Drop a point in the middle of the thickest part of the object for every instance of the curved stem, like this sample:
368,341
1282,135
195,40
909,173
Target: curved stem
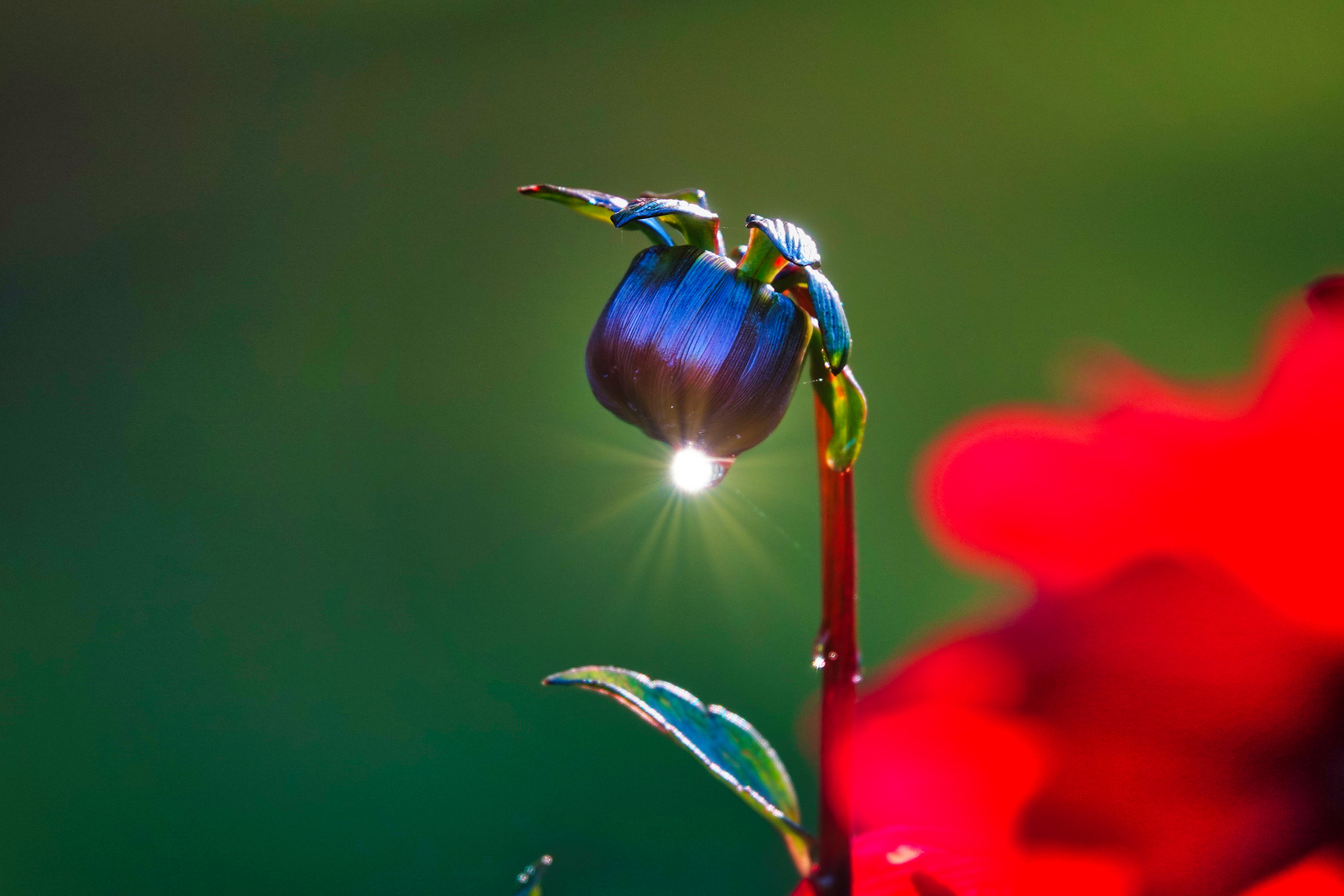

**How to complete this task**
Where the string "stem" occurs in a line of the material above, copy the whole line.

**Result below**
Drop a point in the middle of the thickest part of the object for every instance of the curved stem, like this sample:
Target: curved stem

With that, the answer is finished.